4. Your profile will then appear in the Elevation Profile window.

This view shows the terrain relief and the profile of sampled pipes. It gives a good visualization of drops at manholes. However, it does not clearly distinguish between gravity and pressurized sections, nor does it omit points arriving from other alignments at manholes.

5. By unchecking Sewer profile, you obtain this view.

Here, the drops at manholes are not shown (discontinuities in the trace). On the other hand, pressurized sections (in red) are clearly distinguished from gravity sections (in blue), and points arriving from other alignments do not interfere with interpretation of the profile.

6. You can also obtain a view by diameters.

To do this:

• Right-click on 3D pipes in the Elevation Profile window and select Properties.

• In the window that opens, click Style (at the bottom) and select Diameters.

• [SUPPLIED INFORMATION]

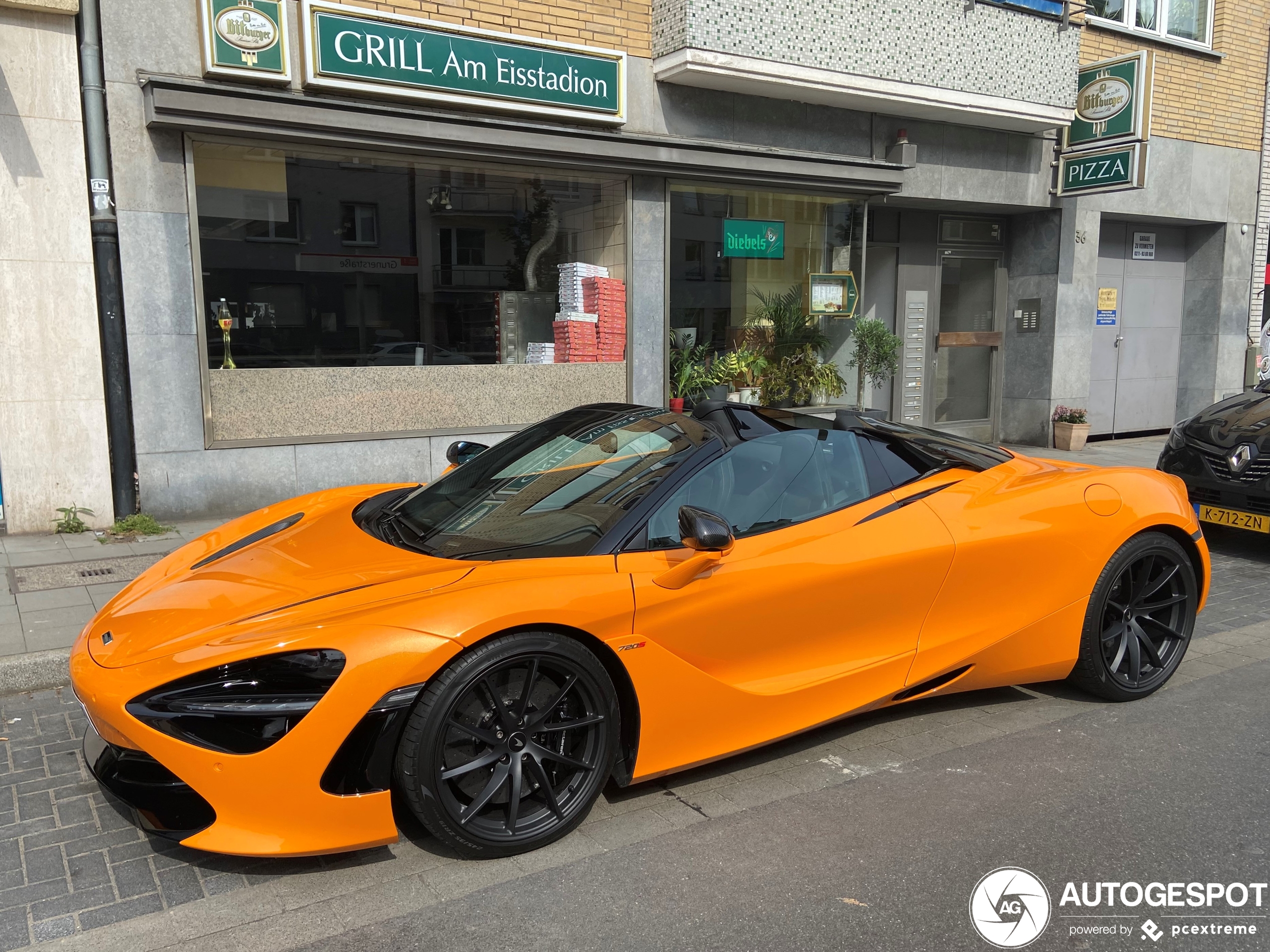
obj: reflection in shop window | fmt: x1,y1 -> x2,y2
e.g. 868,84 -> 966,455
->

• [STATED EXERCISE]
From the elevation profile instructions, list every interface item the reader is told to uncheck, click, right-click, or select.

• [EXERCISE RESULT]
- Sewer profile (uncheck)
- 3D pipes (right-click)
- Properties (select)
- Style (click)
- Diameters (select)